• _WHAT IS ASKED_: Lines from the one containing "Target: tall grass" through the last line of the data are to be repeated word for word, both ends included.

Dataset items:
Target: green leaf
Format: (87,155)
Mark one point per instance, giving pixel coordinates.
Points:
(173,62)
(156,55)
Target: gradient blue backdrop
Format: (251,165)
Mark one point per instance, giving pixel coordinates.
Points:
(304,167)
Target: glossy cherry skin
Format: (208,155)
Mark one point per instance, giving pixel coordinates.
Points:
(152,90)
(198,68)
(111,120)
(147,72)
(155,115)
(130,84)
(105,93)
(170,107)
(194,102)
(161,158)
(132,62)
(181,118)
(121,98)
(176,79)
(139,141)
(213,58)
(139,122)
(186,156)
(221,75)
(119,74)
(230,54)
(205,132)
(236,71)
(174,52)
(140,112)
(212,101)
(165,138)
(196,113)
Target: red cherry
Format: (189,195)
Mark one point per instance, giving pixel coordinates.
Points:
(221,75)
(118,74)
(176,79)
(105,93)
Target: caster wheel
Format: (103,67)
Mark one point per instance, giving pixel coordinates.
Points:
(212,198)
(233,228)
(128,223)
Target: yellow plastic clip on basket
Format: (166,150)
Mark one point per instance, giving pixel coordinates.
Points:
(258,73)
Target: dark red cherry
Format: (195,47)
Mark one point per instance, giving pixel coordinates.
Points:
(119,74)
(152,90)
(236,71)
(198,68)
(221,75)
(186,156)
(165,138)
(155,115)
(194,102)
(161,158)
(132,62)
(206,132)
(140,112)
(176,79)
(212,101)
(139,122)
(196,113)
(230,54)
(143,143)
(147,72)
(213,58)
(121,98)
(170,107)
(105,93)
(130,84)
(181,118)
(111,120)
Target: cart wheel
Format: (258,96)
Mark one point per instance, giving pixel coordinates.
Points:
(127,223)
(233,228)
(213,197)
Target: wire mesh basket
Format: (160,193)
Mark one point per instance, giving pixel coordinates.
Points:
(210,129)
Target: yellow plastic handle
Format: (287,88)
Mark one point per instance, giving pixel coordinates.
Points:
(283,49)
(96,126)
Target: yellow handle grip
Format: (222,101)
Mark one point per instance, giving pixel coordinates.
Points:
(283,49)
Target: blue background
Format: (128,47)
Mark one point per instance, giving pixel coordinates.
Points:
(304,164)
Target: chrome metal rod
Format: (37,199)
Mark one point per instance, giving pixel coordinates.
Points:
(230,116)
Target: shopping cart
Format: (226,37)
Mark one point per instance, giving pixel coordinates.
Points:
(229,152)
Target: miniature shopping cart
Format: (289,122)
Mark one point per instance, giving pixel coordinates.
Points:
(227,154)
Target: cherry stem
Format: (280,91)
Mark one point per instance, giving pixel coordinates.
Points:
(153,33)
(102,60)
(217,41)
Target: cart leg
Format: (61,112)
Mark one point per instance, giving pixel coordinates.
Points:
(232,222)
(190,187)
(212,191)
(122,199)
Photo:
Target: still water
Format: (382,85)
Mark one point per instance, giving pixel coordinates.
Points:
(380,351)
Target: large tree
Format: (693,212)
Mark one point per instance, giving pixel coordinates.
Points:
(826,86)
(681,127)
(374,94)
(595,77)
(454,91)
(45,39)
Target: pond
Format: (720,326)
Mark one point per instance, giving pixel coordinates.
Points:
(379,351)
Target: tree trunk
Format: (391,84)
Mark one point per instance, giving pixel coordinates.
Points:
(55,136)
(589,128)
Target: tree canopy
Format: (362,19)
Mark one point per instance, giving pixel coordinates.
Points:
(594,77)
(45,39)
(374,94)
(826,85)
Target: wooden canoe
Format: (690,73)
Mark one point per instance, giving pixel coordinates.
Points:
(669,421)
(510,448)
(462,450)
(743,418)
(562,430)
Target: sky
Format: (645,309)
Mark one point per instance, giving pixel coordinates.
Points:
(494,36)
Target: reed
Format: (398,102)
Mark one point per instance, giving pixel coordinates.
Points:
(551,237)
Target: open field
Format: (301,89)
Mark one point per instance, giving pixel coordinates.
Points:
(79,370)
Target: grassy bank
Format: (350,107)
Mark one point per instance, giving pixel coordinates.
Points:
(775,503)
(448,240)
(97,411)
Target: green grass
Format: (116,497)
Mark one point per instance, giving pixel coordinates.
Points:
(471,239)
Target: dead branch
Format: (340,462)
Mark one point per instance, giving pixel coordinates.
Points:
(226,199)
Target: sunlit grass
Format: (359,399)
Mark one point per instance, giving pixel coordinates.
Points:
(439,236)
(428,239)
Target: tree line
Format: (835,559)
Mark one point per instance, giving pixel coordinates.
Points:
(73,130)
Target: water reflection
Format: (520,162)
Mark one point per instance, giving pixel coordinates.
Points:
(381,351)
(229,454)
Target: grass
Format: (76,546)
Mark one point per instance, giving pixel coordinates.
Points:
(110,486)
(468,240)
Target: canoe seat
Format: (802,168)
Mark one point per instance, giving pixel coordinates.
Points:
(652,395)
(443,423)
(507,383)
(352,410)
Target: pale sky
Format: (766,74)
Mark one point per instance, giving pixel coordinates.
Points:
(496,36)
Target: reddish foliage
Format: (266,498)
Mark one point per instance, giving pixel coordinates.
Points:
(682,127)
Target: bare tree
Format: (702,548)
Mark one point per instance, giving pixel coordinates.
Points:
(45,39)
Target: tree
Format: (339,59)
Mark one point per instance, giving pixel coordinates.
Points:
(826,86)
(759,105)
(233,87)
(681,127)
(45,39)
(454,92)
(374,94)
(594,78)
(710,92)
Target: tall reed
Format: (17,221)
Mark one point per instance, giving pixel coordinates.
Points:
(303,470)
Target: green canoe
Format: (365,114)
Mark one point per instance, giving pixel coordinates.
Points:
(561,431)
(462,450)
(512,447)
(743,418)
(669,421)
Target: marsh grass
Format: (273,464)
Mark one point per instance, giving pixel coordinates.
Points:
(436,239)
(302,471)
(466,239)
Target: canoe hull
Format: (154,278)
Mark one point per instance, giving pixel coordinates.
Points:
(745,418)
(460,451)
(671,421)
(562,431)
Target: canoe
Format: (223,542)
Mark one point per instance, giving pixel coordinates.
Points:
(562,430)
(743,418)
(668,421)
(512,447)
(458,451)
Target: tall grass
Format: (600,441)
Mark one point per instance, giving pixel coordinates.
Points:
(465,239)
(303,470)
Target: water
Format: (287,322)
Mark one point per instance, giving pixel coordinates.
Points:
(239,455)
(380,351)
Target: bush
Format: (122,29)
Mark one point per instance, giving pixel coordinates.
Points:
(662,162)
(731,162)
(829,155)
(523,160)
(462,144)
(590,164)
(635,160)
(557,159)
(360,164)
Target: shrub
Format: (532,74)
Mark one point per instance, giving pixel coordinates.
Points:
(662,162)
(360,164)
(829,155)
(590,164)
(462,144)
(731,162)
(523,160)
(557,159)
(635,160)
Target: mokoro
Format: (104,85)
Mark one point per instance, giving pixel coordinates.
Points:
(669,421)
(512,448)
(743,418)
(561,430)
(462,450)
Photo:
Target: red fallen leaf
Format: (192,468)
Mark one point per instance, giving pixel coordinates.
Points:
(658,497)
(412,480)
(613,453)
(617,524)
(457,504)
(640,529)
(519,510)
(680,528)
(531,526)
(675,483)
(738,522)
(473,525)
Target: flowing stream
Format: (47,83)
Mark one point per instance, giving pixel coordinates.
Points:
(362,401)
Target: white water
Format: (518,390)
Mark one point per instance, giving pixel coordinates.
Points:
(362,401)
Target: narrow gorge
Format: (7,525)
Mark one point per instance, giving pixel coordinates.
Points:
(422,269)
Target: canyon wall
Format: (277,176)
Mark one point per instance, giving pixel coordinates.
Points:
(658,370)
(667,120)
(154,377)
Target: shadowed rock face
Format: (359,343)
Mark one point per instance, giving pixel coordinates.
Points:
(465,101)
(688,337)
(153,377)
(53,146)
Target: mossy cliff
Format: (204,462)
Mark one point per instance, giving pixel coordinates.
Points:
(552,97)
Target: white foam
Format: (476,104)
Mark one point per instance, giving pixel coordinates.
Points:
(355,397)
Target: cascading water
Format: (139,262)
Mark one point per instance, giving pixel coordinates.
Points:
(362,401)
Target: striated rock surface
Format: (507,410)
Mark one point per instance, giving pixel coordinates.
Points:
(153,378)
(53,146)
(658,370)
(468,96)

• _SOLUTION_:
Target: tall grass
Format: (600,441)
Mark one point per instance, giving pixel coordinates.
Points:
(465,239)
(303,470)
Target: water
Format: (287,322)
Mark one point per instance, giving pixel coordinates.
Points:
(239,455)
(380,351)
Target: bush
Format: (122,29)
Mark one point per instance, giving pixel coordinates.
Points:
(662,162)
(731,162)
(829,155)
(523,160)
(462,144)
(590,164)
(635,160)
(557,159)
(360,164)
Target: shrub
Format: (532,74)
Mark one point per instance, giving pixel coordinates.
Points:
(662,162)
(360,164)
(829,155)
(590,164)
(462,144)
(731,162)
(523,160)
(557,159)
(635,160)
Target: mokoro
Format: (104,85)
Mark one point per instance, giving pixel coordinates.
Points:
(669,421)
(512,448)
(743,418)
(561,430)
(462,450)
Photo:
Target: red fallen leaf
Format: (192,468)
Mark one point per instance, giving pixel coordinates.
Points:
(658,497)
(412,480)
(613,453)
(617,524)
(457,504)
(640,529)
(519,510)
(680,528)
(531,526)
(675,483)
(738,522)
(473,525)
Target: flowing stream
Format: (47,83)
Mark one point per instance, giving pixel coordinates.
Points:
(362,401)
Target: white water
Format: (518,390)
Mark one point per instance, giving pixel coordinates.
Points:
(362,401)
Target: narrow gorge
Format: (7,525)
Mark one point per instance, giving pixel coordinates.
Points:
(422,269)
Target: canyon wall
Format: (277,176)
Mark one point per instance, giving pixel coordinates.
Points:
(658,370)
(667,120)
(154,377)
Target: shadowed rock face
Format: (359,343)
Mark one point per instance, giving pixel coordinates.
Points:
(465,101)
(688,337)
(153,377)
(53,146)
Target: mossy cliff
Format: (204,462)
Mark one point per instance, giving pixel coordinates.
Points:
(552,97)
Target: white foam
Format: (476,104)
Mark one point per instance, giving pixel coordinates.
Points:
(355,397)
Target: cascading water
Format: (139,262)
Mark one point per instance, giving pixel coordinates.
Points:
(362,401)
Target: striated rock surface
Format: (507,410)
Mark one point per instance, giving pixel coordinates.
Points:
(153,378)
(53,146)
(658,370)
(468,96)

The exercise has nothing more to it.